Prolonga el texto sobre la oración de la Iglesia a partir de su última frase.

··· Página

6       La expresión más fuerte de la unidad litúrgica entre la Iglesia celestial y la terrena -ambas dan gracias al Padre “por Cristo”- se encuentra en el Prefacio y en el Sanctus de la Santa Misa. La liturgia no deja, sin embargo, ninguna duda de que todavía no somos ciudadanos perfectos de la Jerusalén celestial, sino peregrinos en camino hacia la patria eterna. Antes de atrevernos a elevar los ojos a lo alto, para entonar con los coros celestiales el ”Santo, Santo, Santo”, necesitamos prepararnos debidamente. Todo lo creado que es utilizado en el servicio divino tiene que ser apartado de su uso y sentido profano, tiene que ser consagrado y santificado. El sacerdote ha de purificarse a través del reconocimiento de sus pecados antes de subir las gradas del altar y, junto con él, también todos los creyentes. Antes de cada nuevo paso en el sacrificio de la ofrenda tiene que repetir la súplica del perdón de los pecados, por él mismo, por los allí presentes y por todos aquellos a quienes habrán de alcanzar los frutos de la ofrenda santa. La ofrenda del altar es un sacrificio que junto con los dones presentados transforma también a los creyentes, les abre el Reino de los Cielos y les hace aptos para una acción de gracias agradable a Dios.

Todo lo que nosotros necesitamos para ser acogidos en la comunidad de los espíritus celestiales está resumido en las siete peticiones del Padrenuestro, que Cristo no rezó en nombre propio, sino para que aprendiéramos de El. Nosotros rezamos el Padrenuestro antes de comulgar y si lo hacemos sinceramente y de corazón y luego recibimos la comunión con espíritu recto, entonces nos proporciona ella el cumplimiento de las peticiones: ella nos proporciona el perdón de los pecados y nos da fuerzas contra la tentación. La comunión es el pan de la vida que necesitamos diariamente para ir acercándonos a la vida eterna; ella hace de nuestra voluntad un instrumento dócil de la voluntad de Dios, ella es el fundamento del Reino de Dios en nosotros y nos da un corazón y nos labios puros para glorificar el santo nombre de Dios. De esa manera se manifiesta cuán íntimamente unidos están el sacrificio, el banquete de la ofrenda y la alabanza divina. La participación en el sacrificio y en el banquete de la ofrenda transforman el alma en una piedra viva de la ciudad de Dios, y a cada una de ellas en particular en un templo divino.

 

 

El diálogo personal con Dios como oración de la Iglesia

 

¡El alma de cada hombre concreto es templo de Dios¡ Esta frase nos abre horizontes totalmente nuevos. La vida de oración de Jesús es la clave para la comprensión de la oración de la Iglesia. Ya hemos visto que Cristo participó en el Culto Divino público y legalmente establecido de su pueblo (es decir, en lo que llamamos normalmente “liturgia”). El puso ese culto en íntima comunicación con la ofrenda de su vida, dándole de esa manera su sentido total y propio (el de acción de gracias de la creación al Creador) y de esa manera llevó la liturgia del Antiguo Testamento a su realización y transformación en el Nuevo.

······
··· Líneas mostradas

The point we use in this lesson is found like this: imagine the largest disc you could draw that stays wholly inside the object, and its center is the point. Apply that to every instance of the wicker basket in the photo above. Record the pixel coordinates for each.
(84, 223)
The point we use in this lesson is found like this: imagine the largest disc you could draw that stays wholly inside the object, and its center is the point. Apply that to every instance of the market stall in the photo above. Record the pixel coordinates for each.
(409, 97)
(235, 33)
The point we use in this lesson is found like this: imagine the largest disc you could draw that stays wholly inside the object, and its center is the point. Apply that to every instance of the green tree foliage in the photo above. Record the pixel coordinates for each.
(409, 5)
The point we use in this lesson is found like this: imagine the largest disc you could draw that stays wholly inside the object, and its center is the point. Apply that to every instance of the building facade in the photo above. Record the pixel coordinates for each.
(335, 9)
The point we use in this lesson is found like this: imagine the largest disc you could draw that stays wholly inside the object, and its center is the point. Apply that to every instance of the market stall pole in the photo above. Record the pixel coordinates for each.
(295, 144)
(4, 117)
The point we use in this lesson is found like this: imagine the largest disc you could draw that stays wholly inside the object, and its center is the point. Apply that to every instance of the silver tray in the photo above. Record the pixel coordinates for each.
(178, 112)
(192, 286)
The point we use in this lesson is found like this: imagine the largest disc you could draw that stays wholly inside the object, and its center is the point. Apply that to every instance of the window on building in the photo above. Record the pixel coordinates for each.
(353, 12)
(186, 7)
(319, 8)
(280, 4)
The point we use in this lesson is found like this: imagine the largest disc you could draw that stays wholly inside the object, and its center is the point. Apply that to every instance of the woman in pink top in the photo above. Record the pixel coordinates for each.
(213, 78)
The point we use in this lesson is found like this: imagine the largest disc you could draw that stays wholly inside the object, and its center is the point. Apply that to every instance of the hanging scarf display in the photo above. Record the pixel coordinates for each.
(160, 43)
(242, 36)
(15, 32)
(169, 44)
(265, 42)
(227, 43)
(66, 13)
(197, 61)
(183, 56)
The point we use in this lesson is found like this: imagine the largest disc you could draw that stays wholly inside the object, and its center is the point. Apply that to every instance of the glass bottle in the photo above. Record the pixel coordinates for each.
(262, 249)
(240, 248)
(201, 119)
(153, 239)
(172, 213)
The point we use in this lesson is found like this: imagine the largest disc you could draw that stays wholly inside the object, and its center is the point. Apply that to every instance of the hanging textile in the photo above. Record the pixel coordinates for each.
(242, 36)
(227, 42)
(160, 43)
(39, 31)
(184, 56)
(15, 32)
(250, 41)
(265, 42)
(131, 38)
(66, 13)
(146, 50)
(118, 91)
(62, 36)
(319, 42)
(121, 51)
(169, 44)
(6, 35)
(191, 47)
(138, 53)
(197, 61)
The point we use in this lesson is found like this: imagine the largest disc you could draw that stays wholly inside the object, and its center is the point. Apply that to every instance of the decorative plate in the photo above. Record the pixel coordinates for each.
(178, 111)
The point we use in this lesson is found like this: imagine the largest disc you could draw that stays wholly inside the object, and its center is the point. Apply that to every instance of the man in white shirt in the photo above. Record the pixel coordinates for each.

······

◆ Respuesta escrita
Cristo, sin embargo, no participó solamente del culto público. Los Evangelios nos cuentan, quizá con más frecuencia aún, que Cristo oraba solo, en el silencio de la noche, sobre las colinas o en la soledad del desierto. Su vida pública fue precedida por cuarenta días y cuarenta noches de oración en el desierto (Mt.4,1-2). Antes de elegir y enviar a predicar a los doce apóstoles se retiró a la soledad de un monte para orar (Lc. 1,12). En el monte de los olivos se preparó para el camino del Gólgota. Lo que El dijo al Padre en esa hora difícil de su vida nos fue revelado en unas pocas palabras, palabras que nos han sido dadas como guías en nuestras horas de Getsemaní: “Padre, si es posible que pase de mi este cáliz, pero no se haga mi voluntad sino la tuya” (Lc. 22,42). Esas palabras son como un rayo de luz, que por un momento nos dejan entrever la vida interior de Jesús, el misterio inconmensurable de su ser divino y humano en diálogo con el Padre. Sin duda alguna que ese diálogo se extendió a lo largo de toda la vida y nunca fue interrumpido.

Cristo oraba interiormente no sólo cuando se alejaba de la multitud, sino también cuando estaba en medio de los hombres. Pero una vez nos dio una larga y profunda visión de ese misterioso diálogo. No fue mucho antes de la hora del monte de los olivos, más precisamente, justo antes de ponerse en camino hacia allí, al acabar la Ultima Cena, en la hora en que nosotros consideramos que nació la Iglesia. “Y El, que había amado a los suyos... los amó hasta el extremo” (Jn.13,1). Cristo sabía muy bien que ese sería su último encuentro y por eso quiso darles aún todo cuanto podía; sabía también, sin embargo, que ellos no podrían soportarlo ni entenderlo. Primero habría de venir el Espíritu de la verdad para abrirles los ojos. Y después de haber dicho y hecho todo lo que El había de hacer y de decir elevó los ojos al cielo y habló en presencia de ellos con el Padre. Esa oración la llamamos la oración de Cristo Sumo Sacerdote, pues también esa oración tenía su imagen en el Antiguo Testamento.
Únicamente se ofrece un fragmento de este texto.